>> begin
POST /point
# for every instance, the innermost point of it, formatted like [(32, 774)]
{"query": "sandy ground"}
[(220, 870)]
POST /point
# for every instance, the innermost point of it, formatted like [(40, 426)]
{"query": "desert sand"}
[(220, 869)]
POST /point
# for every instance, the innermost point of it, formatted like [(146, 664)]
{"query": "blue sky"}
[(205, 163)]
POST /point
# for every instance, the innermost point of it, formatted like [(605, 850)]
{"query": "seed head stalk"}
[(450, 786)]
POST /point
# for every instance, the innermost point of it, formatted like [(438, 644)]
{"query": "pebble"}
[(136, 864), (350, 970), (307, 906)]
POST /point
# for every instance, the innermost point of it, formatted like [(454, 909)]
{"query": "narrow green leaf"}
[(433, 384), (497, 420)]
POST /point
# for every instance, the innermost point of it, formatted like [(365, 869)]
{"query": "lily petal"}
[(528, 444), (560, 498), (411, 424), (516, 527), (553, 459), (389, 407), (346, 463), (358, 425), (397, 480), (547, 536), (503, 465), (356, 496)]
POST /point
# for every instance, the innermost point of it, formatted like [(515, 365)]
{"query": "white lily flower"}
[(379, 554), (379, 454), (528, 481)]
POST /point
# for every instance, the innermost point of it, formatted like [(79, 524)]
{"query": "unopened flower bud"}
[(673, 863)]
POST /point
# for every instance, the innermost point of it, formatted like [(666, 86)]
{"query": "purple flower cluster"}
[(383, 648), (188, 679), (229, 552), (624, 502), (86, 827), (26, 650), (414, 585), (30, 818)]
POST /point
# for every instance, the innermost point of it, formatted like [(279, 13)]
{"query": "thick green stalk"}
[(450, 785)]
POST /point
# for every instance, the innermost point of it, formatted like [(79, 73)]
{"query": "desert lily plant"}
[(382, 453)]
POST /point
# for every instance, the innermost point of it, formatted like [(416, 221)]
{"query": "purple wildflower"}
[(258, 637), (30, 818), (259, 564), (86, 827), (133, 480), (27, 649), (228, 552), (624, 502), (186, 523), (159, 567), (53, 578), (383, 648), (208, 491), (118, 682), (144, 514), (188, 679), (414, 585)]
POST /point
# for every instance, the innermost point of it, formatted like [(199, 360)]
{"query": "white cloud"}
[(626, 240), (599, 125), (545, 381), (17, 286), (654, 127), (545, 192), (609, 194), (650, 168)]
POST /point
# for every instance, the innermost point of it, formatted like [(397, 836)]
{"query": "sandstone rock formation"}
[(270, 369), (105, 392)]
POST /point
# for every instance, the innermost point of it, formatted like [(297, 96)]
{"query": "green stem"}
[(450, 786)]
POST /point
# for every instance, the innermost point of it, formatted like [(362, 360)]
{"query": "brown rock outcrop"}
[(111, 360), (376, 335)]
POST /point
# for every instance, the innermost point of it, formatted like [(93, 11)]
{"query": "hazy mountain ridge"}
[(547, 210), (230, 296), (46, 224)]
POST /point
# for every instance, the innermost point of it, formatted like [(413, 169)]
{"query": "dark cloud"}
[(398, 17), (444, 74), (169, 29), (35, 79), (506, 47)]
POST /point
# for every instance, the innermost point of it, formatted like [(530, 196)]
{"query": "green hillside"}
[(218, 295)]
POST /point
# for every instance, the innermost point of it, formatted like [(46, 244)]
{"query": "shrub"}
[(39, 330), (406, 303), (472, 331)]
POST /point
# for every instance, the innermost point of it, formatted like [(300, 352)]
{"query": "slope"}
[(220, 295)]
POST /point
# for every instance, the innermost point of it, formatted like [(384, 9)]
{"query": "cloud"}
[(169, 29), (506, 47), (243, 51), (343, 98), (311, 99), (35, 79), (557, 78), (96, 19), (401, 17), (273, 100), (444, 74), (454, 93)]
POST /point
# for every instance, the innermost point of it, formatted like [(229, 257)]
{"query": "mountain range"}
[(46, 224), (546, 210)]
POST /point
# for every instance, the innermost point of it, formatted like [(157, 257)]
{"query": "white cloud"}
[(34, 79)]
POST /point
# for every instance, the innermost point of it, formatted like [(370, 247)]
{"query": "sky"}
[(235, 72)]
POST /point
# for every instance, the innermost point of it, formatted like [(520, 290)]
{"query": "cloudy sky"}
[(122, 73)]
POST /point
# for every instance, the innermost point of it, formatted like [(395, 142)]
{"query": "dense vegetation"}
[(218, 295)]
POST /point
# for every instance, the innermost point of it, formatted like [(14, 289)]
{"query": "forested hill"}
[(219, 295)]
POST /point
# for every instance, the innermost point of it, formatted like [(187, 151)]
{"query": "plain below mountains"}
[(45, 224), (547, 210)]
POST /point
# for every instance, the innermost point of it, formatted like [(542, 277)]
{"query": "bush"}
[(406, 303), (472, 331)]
>> end
* Objective
Copy out each line above, character for character.

* Task solution
POST /point
# for every instance, the innermost point of it, formatted like [(32, 774)]
{"query": "sandy ground"}
[(220, 870)]
POST /point
# for every instance, the innermost point of it, formatted like [(40, 426)]
{"query": "desert sand"}
[(220, 869)]
POST /point
# for every instance, the innermost point of it, formatted like [(146, 664)]
{"query": "blue sky"}
[(205, 163)]
POST /point
# for every instance, the innermost point of it, formatted like [(605, 850)]
{"query": "seed head stalk"}
[(450, 786)]
POST /point
# for every instance, the innermost point of it, formatted like [(438, 644)]
{"query": "pebble"}
[(136, 864), (350, 970), (307, 906)]
POST /point
# for every instance, the innermost point of it, formatted like [(454, 909)]
{"query": "narrow green leaf"}
[(433, 384), (497, 420)]
POST /point
# for every instance, the innermost point of it, formatted like [(365, 869)]
{"query": "lily petal"}
[(528, 444), (560, 498), (411, 424), (516, 527), (553, 459), (389, 407), (346, 463), (358, 425), (397, 480), (547, 536), (503, 465), (356, 496)]
POST /point
# for every instance, the innermost point of it, formatted like [(515, 365)]
{"query": "white lily flower"}
[(379, 554), (379, 454), (528, 481)]
POST /point
# for every instance, the innermost point of it, formatted like [(79, 524)]
{"query": "unopened flower bud"}
[(673, 863)]
POST /point
# for every instance, the innermost point of it, formatted like [(666, 86)]
{"query": "purple flower cluster"}
[(383, 648), (188, 679), (229, 552), (624, 502), (86, 827), (26, 650), (414, 585), (30, 818)]
POST /point
# for every instance, the innermost point of it, formatted like [(279, 13)]
{"query": "thick green stalk"}
[(450, 785)]
POST /point
# for every instance, the innermost point of it, formatted like [(79, 73)]
{"query": "desert lily plant"}
[(382, 453)]
POST /point
# for every instance, the innermost point of it, formatted like [(416, 221)]
{"query": "purple wildflower"}
[(258, 637), (30, 818), (259, 564), (86, 827), (133, 480), (27, 649), (228, 552), (624, 502), (186, 523), (159, 567), (53, 578), (383, 648), (208, 491), (118, 682), (144, 514), (188, 679), (414, 585)]
POST /point
# for every instance, the innermost point of it, formatted like [(199, 360)]
{"query": "white cloud"}
[(626, 240), (599, 125), (545, 381), (17, 286), (654, 127), (545, 192), (609, 194), (650, 168)]
POST /point
# for every instance, the innermost point of it, formatted like [(397, 836)]
{"query": "sandstone rock formation"}
[(270, 369), (105, 392)]
POST /point
# for every instance, the innermost point of it, formatted like [(297, 96)]
{"query": "green stem"}
[(450, 786)]
POST /point
# for every instance, the innermost point of it, formatted like [(362, 360)]
{"query": "brown rock outcrop"}
[(111, 360), (376, 335)]
POST /point
# for every instance, the innermost point of it, formatted like [(93, 11)]
{"query": "hazy mountain ridge"}
[(547, 210), (230, 296), (46, 224)]
POST /point
# for every instance, the innermost point of it, formatted like [(413, 169)]
{"query": "dark cloud"}
[(398, 17), (444, 74), (169, 29), (35, 79), (506, 47)]
POST /point
# for every instance, the innermost point of it, formatted like [(530, 196)]
{"query": "green hillside"}
[(218, 295)]
POST /point
# for every instance, the innermost point of it, formatted like [(46, 244)]
{"query": "shrub"}
[(39, 330), (406, 303), (472, 331)]
POST /point
# for every instance, the innermost point of it, formatted like [(300, 352)]
{"query": "slope"}
[(220, 295)]
POST /point
# for every instance, the innermost point of it, formatted like [(384, 9)]
{"query": "cloud"}
[(169, 29), (506, 47), (243, 51), (343, 98), (311, 99), (35, 79), (557, 78), (96, 19), (401, 17), (273, 100), (444, 74), (454, 93)]
POST /point
# for every instance, the innermost point of it, formatted like [(229, 257)]
{"query": "mountain range"}
[(46, 224), (546, 210)]
POST /point
# for every instance, the innermost point of it, formatted like [(157, 257)]
{"query": "white cloud"}
[(34, 79)]
POST /point
# for every instance, the innermost point of it, formatted like [(370, 247)]
{"query": "sky"}
[(235, 72)]
POST /point
# for every instance, the innermost point of it, formatted like [(520, 290)]
{"query": "cloudy sky"}
[(122, 73)]
POST /point
# for every instance, the innermost point of it, formatted like [(395, 142)]
{"query": "dense vegetation"}
[(218, 295)]
POST /point
# for every instance, the innermost point of it, formatted like [(14, 289)]
{"query": "forested hill"}
[(219, 295)]
POST /point
# for every instance, the innermost point of it, formatted like [(187, 151)]
{"query": "plain below mountains"}
[(45, 224), (547, 210)]
POST /point
# for every instance, the innermost point of it, formatted like [(542, 277)]
{"query": "bush"}
[(406, 303), (472, 331)]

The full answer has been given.